_Direction_: Convert the records below into a JSON array of strings, one string per line, omitting any blank lines.

_Data lines_:
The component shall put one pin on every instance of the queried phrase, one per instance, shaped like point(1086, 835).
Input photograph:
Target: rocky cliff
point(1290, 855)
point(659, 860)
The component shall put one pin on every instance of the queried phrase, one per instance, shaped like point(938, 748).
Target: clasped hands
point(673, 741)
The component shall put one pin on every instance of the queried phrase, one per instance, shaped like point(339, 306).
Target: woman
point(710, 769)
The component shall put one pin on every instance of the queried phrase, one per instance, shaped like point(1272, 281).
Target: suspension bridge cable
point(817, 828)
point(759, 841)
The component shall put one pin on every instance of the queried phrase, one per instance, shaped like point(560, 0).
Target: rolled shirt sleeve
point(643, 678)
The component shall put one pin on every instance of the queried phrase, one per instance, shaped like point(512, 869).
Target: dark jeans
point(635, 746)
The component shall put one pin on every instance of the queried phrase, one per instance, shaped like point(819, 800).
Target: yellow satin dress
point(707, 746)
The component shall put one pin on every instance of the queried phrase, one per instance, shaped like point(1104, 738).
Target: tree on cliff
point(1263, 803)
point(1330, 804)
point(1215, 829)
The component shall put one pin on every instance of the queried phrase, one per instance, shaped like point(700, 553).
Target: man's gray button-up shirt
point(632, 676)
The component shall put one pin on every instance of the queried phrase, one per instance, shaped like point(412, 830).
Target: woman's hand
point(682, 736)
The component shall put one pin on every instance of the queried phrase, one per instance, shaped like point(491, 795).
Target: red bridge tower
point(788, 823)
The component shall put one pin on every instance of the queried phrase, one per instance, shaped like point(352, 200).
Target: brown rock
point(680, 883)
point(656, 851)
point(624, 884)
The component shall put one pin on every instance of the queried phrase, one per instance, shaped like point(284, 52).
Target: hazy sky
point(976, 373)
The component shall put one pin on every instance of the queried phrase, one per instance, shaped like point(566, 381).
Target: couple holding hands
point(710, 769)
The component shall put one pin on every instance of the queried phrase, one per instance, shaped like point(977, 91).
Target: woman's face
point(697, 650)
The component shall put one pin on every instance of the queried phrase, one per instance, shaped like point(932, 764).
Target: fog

_Answer for the task_:
[
  "The component shall put one pin on every instance of the queried phrase, one per instance, shaped like point(1086, 835).",
  "Input photograph:",
  "Target: rocky cliff",
  "point(1290, 855)",
  "point(659, 860)",
  "The component shall put one pin on every instance of the queried phrase, one per instance, shaped like point(938, 748).",
  "Target: clasped hands",
  "point(673, 741)",
  "The component shall put one pin on every instance of the queried phrase, one per instance, shaped like point(339, 306).",
  "Target: woman",
  "point(710, 769)",
  "The component shall put one pin on every instance of the queried phrase, one per instance, shaped like point(1272, 281).",
  "Target: suspension bridge cable",
  "point(817, 828)",
  "point(759, 841)",
  "The component shall put one pin on every instance of the queried phrase, one per instance, shaped like point(560, 0).",
  "Target: rolled shirt sleeve",
  "point(643, 678)",
  "The component shall put one pin on every instance of the queried phrase, one per instance, shaped like point(512, 869).",
  "Target: dark jeans",
  "point(635, 746)",
  "The component shall put one pin on every instance of the queried phrase, one per instance, shaped like point(819, 800).",
  "Target: yellow satin dress",
  "point(707, 746)",
  "The component shall put one pin on every instance of the queried phrase, one per instance, shaped like point(1104, 738).",
  "Target: tree on cliff",
  "point(1263, 803)",
  "point(1330, 804)",
  "point(1215, 829)",
  "The component shall put one pin on every instance of the queried phrase, one per instance, shaped like point(700, 553).",
  "Target: man's gray button-up shirt",
  "point(632, 676)",
  "The component shall put one pin on every instance of the queried phrase, one per instance, shaped like point(412, 830).",
  "Target: woman's hand",
  "point(682, 736)",
  "The component shall put one pin on every instance of the queried phrase, one per instance, shaped like point(491, 795).",
  "Target: red bridge tower",
  "point(788, 823)",
  "The component shall put one pin on every instance of the queried phrase, one per instance, shaped like point(352, 200).",
  "Target: brown rock",
  "point(680, 883)",
  "point(656, 851)",
  "point(624, 884)",
  "The component shall put one pin on every instance of the queried phrase, one per instance, shaped like point(284, 52).",
  "Target: hazy sky",
  "point(976, 373)",
  "The component shall put one pin on every instance of the queried phrase, one per instance, shaped like point(566, 381).",
  "Target: couple holding hands",
  "point(710, 769)",
  "The component shall put one pin on every instance of the queried phrase, one per instance, shaped like point(977, 91).",
  "Target: woman's face",
  "point(697, 650)",
  "The component shall put one pin on every instance of the queried phrase, one per instance, shaped like point(932, 764).",
  "Target: fog"
]